# Written instruction
Find each line in the records below that contains the string "viewBox" and copy those lines in full.

# Supplied data
★ ★ ★

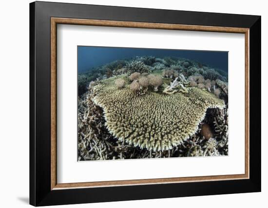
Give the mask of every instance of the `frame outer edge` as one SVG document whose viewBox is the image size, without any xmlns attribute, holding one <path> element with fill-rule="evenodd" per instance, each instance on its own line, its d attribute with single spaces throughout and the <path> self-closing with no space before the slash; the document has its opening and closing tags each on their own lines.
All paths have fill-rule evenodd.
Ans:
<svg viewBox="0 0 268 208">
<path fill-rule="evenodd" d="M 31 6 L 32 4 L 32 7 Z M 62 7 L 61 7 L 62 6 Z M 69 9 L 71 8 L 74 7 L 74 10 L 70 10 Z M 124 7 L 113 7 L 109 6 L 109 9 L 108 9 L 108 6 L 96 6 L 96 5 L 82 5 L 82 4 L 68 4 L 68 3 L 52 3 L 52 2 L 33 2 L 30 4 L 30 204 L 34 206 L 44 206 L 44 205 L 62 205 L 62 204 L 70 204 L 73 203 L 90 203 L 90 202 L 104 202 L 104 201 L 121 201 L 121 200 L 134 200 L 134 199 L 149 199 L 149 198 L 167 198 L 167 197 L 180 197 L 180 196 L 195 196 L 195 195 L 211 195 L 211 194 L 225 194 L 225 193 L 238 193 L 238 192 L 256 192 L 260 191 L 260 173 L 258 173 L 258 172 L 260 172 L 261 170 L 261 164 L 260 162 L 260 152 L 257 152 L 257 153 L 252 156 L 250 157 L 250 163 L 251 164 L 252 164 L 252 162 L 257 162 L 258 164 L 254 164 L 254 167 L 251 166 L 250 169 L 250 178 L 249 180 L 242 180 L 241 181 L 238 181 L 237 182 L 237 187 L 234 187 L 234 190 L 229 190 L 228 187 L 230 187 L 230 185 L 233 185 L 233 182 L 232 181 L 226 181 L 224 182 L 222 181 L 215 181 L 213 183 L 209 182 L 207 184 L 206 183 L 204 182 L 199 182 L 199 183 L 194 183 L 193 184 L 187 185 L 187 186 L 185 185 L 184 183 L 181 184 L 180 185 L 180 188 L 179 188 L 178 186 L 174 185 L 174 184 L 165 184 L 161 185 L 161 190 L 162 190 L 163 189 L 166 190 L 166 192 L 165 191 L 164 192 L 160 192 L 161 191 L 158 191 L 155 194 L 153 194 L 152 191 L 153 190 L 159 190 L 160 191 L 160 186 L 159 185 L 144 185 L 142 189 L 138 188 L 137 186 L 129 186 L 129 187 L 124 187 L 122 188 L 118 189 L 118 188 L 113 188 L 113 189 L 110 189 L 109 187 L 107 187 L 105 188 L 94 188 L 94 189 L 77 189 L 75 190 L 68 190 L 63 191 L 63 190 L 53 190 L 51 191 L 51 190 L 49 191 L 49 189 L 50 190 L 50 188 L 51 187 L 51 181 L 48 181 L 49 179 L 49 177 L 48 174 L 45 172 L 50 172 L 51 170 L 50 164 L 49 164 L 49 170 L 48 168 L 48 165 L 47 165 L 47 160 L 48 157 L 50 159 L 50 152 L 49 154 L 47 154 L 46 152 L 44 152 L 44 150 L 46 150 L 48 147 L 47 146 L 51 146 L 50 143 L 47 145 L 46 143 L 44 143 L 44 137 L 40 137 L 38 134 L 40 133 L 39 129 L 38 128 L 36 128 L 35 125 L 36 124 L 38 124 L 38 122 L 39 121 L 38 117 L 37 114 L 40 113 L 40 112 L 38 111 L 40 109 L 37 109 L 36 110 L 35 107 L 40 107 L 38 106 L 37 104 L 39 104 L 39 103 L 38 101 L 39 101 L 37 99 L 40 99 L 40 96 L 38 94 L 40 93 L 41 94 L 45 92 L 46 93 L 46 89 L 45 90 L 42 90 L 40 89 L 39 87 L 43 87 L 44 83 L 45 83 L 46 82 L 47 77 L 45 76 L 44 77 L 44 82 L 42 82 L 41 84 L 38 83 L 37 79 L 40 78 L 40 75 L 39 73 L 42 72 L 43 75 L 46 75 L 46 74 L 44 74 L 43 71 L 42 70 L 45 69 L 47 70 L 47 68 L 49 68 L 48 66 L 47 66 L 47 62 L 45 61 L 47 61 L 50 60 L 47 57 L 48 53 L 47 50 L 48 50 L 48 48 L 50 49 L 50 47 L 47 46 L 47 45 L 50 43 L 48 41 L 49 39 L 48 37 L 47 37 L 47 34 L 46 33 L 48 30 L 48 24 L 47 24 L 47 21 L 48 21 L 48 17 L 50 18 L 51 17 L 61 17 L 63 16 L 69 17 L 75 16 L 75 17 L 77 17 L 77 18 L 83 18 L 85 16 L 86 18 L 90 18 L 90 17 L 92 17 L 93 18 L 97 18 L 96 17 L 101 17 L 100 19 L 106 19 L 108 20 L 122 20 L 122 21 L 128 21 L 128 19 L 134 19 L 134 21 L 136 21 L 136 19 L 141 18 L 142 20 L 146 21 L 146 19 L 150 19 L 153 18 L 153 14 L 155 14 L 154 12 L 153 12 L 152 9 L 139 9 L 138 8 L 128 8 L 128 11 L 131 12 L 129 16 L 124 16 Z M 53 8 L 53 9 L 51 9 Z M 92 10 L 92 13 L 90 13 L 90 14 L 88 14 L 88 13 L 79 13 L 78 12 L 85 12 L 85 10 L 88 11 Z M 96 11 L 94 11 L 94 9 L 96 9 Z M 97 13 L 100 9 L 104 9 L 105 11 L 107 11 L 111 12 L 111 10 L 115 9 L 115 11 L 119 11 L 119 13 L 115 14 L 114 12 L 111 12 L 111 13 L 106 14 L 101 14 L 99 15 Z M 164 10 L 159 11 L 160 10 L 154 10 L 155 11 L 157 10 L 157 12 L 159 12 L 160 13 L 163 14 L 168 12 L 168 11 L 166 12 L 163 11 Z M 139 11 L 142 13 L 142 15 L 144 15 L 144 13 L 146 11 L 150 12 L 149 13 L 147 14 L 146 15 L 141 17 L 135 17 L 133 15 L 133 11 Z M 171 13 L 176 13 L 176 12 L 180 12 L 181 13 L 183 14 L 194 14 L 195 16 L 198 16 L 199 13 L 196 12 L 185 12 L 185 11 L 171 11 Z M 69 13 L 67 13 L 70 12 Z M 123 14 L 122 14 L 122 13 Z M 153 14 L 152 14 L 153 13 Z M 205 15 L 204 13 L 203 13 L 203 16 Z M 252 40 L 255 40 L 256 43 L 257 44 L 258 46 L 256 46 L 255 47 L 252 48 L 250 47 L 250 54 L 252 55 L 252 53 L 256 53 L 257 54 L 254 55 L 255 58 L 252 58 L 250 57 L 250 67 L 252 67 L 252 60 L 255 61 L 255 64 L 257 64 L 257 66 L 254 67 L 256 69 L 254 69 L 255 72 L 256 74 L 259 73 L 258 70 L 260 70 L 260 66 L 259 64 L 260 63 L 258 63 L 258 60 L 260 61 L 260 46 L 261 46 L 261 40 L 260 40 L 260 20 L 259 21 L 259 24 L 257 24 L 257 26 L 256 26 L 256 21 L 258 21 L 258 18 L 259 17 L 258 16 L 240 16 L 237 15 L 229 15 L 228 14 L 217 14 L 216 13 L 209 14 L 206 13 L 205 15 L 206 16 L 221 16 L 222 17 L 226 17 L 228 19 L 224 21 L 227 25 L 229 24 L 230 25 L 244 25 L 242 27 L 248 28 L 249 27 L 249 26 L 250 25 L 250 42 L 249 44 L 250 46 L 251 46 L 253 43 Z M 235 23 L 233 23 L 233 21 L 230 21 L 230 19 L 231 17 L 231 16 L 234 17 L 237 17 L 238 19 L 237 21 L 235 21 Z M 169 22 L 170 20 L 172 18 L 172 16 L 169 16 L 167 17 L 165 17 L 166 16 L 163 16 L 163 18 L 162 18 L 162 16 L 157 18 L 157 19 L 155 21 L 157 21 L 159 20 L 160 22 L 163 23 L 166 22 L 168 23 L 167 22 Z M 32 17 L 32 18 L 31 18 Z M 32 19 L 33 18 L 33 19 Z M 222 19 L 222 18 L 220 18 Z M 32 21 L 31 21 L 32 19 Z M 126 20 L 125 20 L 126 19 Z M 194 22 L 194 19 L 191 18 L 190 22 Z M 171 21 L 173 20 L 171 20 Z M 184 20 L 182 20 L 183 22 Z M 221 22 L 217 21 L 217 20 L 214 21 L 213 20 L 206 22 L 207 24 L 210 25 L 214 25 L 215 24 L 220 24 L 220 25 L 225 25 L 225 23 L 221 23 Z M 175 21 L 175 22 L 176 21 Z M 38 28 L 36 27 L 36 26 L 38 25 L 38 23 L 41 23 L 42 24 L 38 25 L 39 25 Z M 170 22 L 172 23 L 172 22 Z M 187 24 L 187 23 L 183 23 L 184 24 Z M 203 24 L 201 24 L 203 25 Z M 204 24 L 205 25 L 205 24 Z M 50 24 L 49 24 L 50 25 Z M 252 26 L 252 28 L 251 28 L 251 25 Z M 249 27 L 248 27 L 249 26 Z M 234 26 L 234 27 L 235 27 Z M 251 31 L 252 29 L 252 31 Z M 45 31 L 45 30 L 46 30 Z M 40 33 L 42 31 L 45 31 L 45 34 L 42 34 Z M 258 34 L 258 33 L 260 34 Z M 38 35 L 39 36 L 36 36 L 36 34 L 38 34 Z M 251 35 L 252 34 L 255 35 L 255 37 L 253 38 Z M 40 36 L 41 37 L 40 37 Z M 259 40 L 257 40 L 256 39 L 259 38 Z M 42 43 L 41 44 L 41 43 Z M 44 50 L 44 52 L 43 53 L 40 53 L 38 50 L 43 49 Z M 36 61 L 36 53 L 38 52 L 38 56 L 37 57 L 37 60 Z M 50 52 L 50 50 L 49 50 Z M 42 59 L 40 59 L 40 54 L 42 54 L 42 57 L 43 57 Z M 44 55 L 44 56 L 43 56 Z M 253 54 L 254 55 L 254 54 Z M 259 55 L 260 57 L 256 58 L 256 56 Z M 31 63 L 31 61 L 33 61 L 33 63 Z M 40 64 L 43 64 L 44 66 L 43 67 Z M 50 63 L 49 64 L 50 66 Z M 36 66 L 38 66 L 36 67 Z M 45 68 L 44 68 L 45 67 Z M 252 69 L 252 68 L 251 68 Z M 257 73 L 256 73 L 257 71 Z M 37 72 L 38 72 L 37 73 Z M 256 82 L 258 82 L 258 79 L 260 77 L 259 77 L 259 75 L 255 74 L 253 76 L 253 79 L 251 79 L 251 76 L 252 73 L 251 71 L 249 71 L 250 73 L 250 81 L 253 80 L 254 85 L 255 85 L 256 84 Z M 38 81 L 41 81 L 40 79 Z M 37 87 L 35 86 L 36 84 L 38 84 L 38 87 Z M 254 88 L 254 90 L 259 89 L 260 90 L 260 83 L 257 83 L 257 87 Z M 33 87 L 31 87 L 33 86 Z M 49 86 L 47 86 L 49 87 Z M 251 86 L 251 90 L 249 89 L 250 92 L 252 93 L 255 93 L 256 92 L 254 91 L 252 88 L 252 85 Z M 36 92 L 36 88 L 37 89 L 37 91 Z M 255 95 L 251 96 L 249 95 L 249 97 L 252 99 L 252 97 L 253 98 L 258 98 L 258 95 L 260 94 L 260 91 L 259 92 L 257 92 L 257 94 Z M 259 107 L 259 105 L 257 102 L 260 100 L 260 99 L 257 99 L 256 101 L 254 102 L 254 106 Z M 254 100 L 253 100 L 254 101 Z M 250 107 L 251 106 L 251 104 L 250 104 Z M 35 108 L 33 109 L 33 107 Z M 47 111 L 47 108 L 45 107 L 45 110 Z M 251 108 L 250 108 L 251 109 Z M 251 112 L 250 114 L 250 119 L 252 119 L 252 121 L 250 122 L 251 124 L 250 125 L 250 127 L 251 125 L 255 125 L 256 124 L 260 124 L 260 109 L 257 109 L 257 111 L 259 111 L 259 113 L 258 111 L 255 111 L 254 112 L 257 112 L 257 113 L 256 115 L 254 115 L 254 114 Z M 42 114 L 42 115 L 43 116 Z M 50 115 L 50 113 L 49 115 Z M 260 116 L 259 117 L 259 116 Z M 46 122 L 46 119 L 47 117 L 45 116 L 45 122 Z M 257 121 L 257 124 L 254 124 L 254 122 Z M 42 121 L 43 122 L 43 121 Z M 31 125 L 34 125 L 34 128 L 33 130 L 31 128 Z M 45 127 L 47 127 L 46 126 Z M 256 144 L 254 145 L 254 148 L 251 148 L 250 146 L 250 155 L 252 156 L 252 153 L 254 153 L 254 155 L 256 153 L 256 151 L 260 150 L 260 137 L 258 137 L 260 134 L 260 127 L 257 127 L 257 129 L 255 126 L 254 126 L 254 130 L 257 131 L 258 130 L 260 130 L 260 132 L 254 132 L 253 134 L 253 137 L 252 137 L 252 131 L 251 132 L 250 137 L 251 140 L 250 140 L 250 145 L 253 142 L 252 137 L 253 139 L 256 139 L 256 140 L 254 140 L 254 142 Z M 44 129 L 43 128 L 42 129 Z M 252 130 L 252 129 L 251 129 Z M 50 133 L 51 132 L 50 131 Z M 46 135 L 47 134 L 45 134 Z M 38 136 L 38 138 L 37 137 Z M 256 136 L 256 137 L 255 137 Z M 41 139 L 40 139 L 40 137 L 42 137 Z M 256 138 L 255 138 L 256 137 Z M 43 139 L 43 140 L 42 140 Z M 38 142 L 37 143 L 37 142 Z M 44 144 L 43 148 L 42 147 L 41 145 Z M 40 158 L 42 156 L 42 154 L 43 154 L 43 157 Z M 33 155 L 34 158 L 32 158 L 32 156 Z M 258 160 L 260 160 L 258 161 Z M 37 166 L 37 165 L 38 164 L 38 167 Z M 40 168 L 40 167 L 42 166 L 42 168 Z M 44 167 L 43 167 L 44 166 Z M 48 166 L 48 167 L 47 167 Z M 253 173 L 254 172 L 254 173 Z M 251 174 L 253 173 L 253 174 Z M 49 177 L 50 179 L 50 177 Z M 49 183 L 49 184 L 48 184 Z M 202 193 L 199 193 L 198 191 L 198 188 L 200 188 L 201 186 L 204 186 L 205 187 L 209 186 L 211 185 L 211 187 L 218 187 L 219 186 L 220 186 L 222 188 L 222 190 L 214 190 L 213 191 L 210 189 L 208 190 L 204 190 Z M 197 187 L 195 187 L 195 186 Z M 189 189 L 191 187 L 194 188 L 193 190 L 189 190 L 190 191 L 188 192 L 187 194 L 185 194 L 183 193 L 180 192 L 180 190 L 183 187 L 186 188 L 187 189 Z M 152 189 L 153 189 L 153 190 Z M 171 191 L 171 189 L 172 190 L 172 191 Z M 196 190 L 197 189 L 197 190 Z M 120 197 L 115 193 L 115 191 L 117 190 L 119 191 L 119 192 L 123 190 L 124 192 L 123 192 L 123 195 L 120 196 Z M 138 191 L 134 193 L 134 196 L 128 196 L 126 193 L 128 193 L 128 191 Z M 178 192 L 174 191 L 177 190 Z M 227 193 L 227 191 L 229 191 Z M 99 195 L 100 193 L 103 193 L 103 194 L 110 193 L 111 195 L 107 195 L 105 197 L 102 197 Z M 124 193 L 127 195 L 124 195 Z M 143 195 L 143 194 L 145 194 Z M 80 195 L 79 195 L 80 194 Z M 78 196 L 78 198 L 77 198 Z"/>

★ ★ ★

# Problem solution
Give the mask of every instance of the `frame outer edge` as one SVG document whose viewBox is the image size, without any xmlns attribute, holding one <path> element with fill-rule="evenodd" per instance, each instance on its own line, its d attribute with single spaces throughout and the <path> self-closing with no space before the slash; the document has its opening and closing tags each on their own lines.
<svg viewBox="0 0 268 208">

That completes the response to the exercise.